GIVEN PASSAGE:
──────────

There are some lipstick shades that belong in a class all by themselves. Nars Dragon Girl, Clinique Black Honey, Dior 999, MAC Ruby Woo, Charlotte Tilbury Pillow Talk — they’ve all managed to dazzle the masses as truly iconic shades, inspiring makeup fans of all skin tones and beauty aesthetics to add a bullet or two to their collection. However, few modern lipsticks have as rich a history as Revlon’s Cherries in the Snow, a luxe raspberry red shade that debuted on makeup counters a whopping 70 years ago (!!!) in 1953. Aside from the fact that the color remains in production today (and is remarkably similar to the tones of the original formula), there are plenty of other reasons why this particular lipstick has left such an indelible mark on beauty history.

──────────

PROVIDED DATA:
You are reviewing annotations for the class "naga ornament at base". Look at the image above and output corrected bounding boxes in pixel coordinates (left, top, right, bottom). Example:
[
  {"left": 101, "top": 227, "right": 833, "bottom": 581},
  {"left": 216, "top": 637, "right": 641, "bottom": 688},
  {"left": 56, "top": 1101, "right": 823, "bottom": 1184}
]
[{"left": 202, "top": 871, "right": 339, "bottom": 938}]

──────────

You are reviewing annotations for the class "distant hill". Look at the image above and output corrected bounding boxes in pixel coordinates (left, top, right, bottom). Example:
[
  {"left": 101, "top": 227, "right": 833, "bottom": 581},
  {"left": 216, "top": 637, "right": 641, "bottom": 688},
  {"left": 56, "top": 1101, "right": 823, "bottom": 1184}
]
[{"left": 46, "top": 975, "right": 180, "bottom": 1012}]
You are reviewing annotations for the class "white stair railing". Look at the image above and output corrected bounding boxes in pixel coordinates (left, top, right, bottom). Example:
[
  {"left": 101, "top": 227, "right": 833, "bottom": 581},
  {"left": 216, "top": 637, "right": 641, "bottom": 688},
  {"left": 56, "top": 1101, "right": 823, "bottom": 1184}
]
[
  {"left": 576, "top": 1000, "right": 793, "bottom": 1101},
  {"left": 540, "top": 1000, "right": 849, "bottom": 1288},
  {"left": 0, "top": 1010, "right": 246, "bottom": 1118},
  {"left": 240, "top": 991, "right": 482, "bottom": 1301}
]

──────────

WORK INSTRUCTION: Copy the lipstick text from "There are some" to "on beauty history.", word for word.

REPLY:
There are some lipstick shades that belong in a class all by themselves. Nars Dragon Girl, Clinique Black Honey, Dior 999, MAC Ruby Woo, Charlotte Tilbury Pillow Talk — they’ve all managed to dazzle the masses as truly iconic shades, inspiring makeup fans of all skin tones and beauty aesthetics to add a bullet or two to their collection. However, few modern lipsticks have as rich a history as Revlon’s Cherries in the Snow, a luxe raspberry red shade that debuted on makeup counters a whopping 70 years ago (!!!) in 1953. Aside from the fact that the color remains in production today (and is remarkably similar to the tones of the original formula), there are plenty of other reasons why this particular lipstick has left such an indelible mark on beauty history.